What you should do: Put every line of the rows below into a numbered list, leaving out any blank lines.

[Coordinate annotation records]
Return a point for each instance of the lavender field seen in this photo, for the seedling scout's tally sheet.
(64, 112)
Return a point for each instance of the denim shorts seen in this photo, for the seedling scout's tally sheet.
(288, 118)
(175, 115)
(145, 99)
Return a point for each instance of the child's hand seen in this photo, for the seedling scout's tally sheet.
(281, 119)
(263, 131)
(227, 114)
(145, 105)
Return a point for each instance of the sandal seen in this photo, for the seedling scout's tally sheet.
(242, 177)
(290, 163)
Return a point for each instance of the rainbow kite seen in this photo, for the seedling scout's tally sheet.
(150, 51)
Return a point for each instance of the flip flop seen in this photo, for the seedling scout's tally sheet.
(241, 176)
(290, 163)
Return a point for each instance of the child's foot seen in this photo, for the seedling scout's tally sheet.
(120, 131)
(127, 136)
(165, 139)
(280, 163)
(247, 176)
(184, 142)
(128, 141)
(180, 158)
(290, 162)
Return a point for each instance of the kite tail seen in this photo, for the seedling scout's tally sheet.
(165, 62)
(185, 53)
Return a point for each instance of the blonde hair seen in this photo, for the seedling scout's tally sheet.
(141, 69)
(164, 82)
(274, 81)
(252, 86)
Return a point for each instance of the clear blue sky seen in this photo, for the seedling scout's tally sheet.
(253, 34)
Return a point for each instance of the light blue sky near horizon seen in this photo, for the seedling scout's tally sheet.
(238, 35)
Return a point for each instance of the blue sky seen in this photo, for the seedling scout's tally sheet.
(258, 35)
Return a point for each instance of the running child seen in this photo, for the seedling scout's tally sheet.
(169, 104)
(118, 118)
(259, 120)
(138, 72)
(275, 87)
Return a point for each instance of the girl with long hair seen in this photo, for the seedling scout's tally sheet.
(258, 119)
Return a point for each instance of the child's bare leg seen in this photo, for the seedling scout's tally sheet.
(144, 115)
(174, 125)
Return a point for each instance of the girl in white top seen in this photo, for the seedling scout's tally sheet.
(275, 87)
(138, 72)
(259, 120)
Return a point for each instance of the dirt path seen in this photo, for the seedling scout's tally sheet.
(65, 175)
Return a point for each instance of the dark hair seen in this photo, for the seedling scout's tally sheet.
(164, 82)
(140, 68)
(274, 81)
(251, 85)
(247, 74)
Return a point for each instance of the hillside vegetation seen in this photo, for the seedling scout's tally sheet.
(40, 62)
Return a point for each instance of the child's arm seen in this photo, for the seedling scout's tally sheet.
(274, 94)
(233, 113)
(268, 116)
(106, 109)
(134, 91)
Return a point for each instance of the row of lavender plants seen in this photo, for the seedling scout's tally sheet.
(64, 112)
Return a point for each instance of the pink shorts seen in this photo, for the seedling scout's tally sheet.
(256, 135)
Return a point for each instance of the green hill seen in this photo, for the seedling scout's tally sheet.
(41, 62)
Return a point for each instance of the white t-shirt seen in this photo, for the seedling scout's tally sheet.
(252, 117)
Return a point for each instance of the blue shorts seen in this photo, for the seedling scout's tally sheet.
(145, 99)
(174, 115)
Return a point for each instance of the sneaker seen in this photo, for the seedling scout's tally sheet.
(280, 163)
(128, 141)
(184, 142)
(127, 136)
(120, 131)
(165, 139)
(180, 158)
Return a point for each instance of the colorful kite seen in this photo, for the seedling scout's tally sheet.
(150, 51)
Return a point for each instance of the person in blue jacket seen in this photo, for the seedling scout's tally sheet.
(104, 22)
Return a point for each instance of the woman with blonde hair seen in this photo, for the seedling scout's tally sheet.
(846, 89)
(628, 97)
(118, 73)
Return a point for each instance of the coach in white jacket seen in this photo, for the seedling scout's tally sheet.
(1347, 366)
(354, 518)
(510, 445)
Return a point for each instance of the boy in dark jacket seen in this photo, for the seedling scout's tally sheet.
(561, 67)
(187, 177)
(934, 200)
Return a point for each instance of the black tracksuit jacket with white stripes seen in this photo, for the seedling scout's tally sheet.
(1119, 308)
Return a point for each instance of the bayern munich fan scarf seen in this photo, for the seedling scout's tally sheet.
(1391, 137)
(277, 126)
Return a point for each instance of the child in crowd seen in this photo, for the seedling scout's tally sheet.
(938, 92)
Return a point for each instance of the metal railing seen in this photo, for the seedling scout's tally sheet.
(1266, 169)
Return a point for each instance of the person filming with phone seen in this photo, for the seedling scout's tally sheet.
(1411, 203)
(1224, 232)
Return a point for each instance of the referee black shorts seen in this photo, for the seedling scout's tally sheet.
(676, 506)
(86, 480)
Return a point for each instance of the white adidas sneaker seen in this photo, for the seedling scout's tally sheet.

Result for this task:
1. Return a point for each instance of the lavender field seen in this photo, for the seedling scout's tally sheet.
2. (64, 112)
3. Return a point for each instance of the denim shorts seen in this photo, for the seedling scout's tally sheet.
4. (288, 118)
5. (175, 115)
6. (145, 99)
7. Return a point for each instance of the child's hand seen in this photo, for the seedling scout's tally sheet.
8. (281, 119)
9. (263, 131)
10. (227, 114)
11. (145, 105)
12. Return a point for each instance of the sandal seen in this photo, for the seedling scout's tally sheet.
13. (242, 177)
14. (290, 163)
15. Return a point for each instance of the rainbow kite seen in this photo, for the seedling scout's tally sheet.
16. (150, 51)
17. Return a point for each instance of the flip flop seen in this photo, for the seedling scout's tally sheet.
18. (241, 176)
19. (290, 163)
20. Return a point for each instance of the child's foot seen in this photo, for the seedling scout's tally sheet.
21. (120, 131)
22. (127, 136)
23. (165, 139)
24. (280, 163)
25. (247, 176)
26. (184, 142)
27. (128, 141)
28. (180, 158)
29. (290, 162)
30. Return a point for each instance of the kite tail seen in this photo, for the seedling scout's tally sheet.
31. (165, 62)
32. (185, 53)
33. Return a point for each instance of the blonde hair seen in this photo, for the seedling scout's tally sheet.
34. (141, 69)
35. (164, 82)
36. (274, 81)
37. (252, 86)
38. Return a point for each instance of the clear blue sky seen in this photo, for the seedling scout's tally sheet.
39. (253, 34)
40. Return a point for each instance of the light blue sky near horizon seen in this photo, for the seedling scout's tally sheet.
41. (238, 35)
42. Return a point for each instance of the blue sky seen in this photo, for the seedling scout's tally sheet.
43. (258, 35)
44. Return a point for each instance of the running child seen in this photo, for the seedling scout's tally sheet.
45. (169, 104)
46. (118, 118)
47. (259, 120)
48. (138, 72)
49. (275, 87)
50. Return a point for each instance of the girl with long hair seen in this photo, for the seedling scout's tally sheet.
51. (258, 119)
52. Return a point for each instance of the child's bare leg seen in this photo, for the seedling scout's tally sheet.
53. (144, 115)
54. (174, 125)
55. Return a point for each instance of the girl in white top seen in this photo, for the seedling scout's tally sheet.
56. (275, 87)
57. (138, 72)
58. (259, 120)
59. Return a point for each instance of the dirt path seen in this photo, for the seedling scout's tally sheet.
60. (65, 175)
61. Return a point for each instance of the dark hair seen in this photo, for the seedling scout's tally sheet.
62. (164, 82)
63. (140, 68)
64. (274, 81)
65. (251, 85)
66. (247, 74)
67. Return a point for each instance of the hillside vegetation seen in this photo, for the seedling scout's tally sheet.
68. (40, 62)
69. Return a point for each instance of the child's arm seen in this photo, for the seedling scout's tally sheet.
70. (274, 94)
71. (233, 113)
72. (268, 116)
73. (106, 109)
74. (134, 91)
75. Return a point for each instance of the row of lavender plants seen in this photo, for the seedling scout's tally sheet.
76. (64, 112)
77. Return a point for each instance of the pink shorts seen in this photo, for the seedling scout's tally sheet.
78. (256, 135)
79. Return a point for each instance of the green hill seen in this photo, for the seedling scout's tally sheet.
80. (41, 62)
81. Return a point for each instance of the white t-shirt seen in this photo, for the seedling scout's tally sheet.
82. (252, 117)
83. Return a point for each instance of the blue shorts seen in this photo, for the seedling scout's tally sheet.
84. (145, 99)
85. (174, 115)
86. Return a point for each instance of the sneaker seen in this photo, for the seedling scout's tally sheet.
87. (280, 163)
88. (128, 141)
89. (184, 142)
90. (127, 136)
91. (120, 131)
92. (165, 139)
93. (180, 158)
94. Return a point for each instance of the colorful kite seen in this photo, for the seedling scout's tally sheet.
95. (150, 51)
96. Return a point for each instance of the person in blue jacket seen in this photo, for the seedling scout's tally sheet.
97. (104, 22)
98. Return a point for each instance of the woman with blonde hair seen in this photo, for the seedling scout's tally sheet.
99. (846, 89)
100. (628, 97)
101. (118, 73)
102. Return a point for each instance of the coach in white jacket seen in this photo, for the seedling scout's tally sheet.
103. (1347, 366)
104. (354, 518)
105. (510, 445)
106. Return a point for each instance of the boy in dark jacket seen in this photo, for the seedling scout's tally sheet.
107. (561, 67)
108. (187, 177)
109. (934, 200)
110. Return a point for each instance of the black tracksuit jacket with white stripes seen in this photo, for the seedling scout's tally sheet.
111. (1119, 308)
112. Return a point for each instance of the bayern munich fan scarf seen in this photo, for the seedling scout's tally sheet.
113. (1391, 137)
114. (277, 126)
115. Return a point for each instance of the child in crowd seen in this photo, for the seedling scout's tally sheet.
116. (938, 92)
117. Return a point for each instance of the metal railing seen in this photo, for the seedling scout's tally sheet.
118. (1266, 169)
119. Return a point for each instance of the person filming with phone seen in this photo, for the seedling scout's tally sheet.
120. (1411, 203)
121. (1224, 232)
122. Return a point for each instance of the referee black shorts seen in this photo, for the seedling scout's tally sheet.
123. (676, 506)
124. (86, 480)
125. Return a point for each instance of the white adidas sneaker seen in this photo, for the seedling scout's tally sheet.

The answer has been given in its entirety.